§ **Data**:
* * * *
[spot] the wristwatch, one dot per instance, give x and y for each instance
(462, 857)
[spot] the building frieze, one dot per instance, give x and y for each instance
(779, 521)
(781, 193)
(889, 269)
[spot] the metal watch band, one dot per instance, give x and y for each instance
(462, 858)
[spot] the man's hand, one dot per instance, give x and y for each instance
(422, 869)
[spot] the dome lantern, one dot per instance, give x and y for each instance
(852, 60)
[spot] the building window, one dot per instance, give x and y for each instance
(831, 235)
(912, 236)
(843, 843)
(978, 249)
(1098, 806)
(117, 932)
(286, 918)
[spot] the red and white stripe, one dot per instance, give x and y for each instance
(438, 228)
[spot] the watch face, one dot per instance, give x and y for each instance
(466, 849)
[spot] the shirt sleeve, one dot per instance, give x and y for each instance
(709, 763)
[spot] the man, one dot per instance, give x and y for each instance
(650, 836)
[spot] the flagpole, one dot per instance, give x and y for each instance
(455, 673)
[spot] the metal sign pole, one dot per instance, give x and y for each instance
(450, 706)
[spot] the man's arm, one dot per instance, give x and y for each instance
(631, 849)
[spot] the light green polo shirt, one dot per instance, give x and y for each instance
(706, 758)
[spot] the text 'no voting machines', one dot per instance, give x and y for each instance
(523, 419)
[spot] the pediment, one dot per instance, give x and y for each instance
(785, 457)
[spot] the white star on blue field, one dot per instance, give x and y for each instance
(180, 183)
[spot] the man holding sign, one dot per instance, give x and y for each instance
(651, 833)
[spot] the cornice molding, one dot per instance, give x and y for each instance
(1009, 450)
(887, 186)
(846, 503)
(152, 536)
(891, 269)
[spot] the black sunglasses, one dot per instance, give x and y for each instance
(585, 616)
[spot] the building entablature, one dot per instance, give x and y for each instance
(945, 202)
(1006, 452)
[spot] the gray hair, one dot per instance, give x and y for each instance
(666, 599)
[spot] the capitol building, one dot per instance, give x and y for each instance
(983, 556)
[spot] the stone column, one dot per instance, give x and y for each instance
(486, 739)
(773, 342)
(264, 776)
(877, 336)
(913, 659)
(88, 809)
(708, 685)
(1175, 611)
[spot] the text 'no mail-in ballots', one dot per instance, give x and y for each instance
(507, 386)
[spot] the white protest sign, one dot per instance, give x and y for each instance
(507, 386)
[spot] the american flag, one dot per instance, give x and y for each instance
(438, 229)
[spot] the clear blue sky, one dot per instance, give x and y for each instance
* * * *
§ **Task brief**: Without omitting anything, output the entries exactly.

§ **Worked solution**:
[spot] the wristwatch, one dot per instance, give x and y for each instance
(462, 857)
[spot] the building frieze, one dot per instance, give x and y for each instance
(779, 521)
(781, 193)
(889, 269)
[spot] the metal watch band, one dot per instance, give x and y for each instance
(462, 858)
[spot] the man's hand, one dot per instance, give x and y for each instance
(422, 869)
[spot] the dome lantern, one dot per instance, give x and y for each instance
(852, 60)
[spot] the building window, one dot per instance, give x and y for each instance
(831, 235)
(912, 236)
(843, 843)
(978, 249)
(1098, 806)
(117, 932)
(286, 918)
[spot] the red and white stripe, one dot per instance, give x and y for each instance
(438, 228)
[spot] the watch face, one dot per instance, give x and y for each instance
(466, 849)
[spot] the shirt sleeve, one dot per instance, give x and y for each instance
(709, 763)
[spot] the man, one dot per instance, give x and y for each instance
(650, 836)
[spot] the flagpole, one dot per instance, give x and y for each instance
(455, 673)
[spot] the metal sign pole, one dot per instance, give x and y for each instance
(450, 706)
[spot] the man's arm, one dot per instance, give x and y for each instance
(631, 849)
[spot] the light green polo shirt, one dot per instance, give x and y for each instance
(706, 758)
[spot] the text 'no voting machines', one dot per instance, give x and y for each instance
(523, 419)
[spot] the pediment, one dot per instance, give x and y for each instance
(785, 457)
[spot] the white star on blue field, one dot per instance, give x and y for each instance
(180, 183)
[spot] the man holding sign, one dot per instance, give x and y for each instance
(651, 833)
[spot] the cornice molding, one dot per instance, give x and y for each instance
(1009, 450)
(887, 186)
(846, 503)
(152, 536)
(891, 269)
[spot] the black sunglasses, one dot per instance, give x and y for each instance
(585, 616)
[spot] the building entablature, one dot per instance, give x and y for each instance
(945, 202)
(1006, 452)
[spot] the gray hair, one dot per instance, give x and y for each instance
(666, 599)
[spot] the capitol building, one dot per instance, give x and y for each instance
(983, 556)
[spot] the stone column, one dot per instance, give x and y for each instance
(486, 739)
(773, 342)
(264, 776)
(877, 336)
(913, 659)
(88, 809)
(708, 685)
(1175, 611)
[spot] the text 'no mail-in ballots', one dot per instance, give x and y for each instance
(507, 386)
[spot] the white protest sign, one dot per instance, give x and y for each instance
(507, 386)
[spot] the american flag, one dot per instance, give x and y for each instance
(438, 229)
[spot] the clear blue sky, one dot per instance, give x and y for each instance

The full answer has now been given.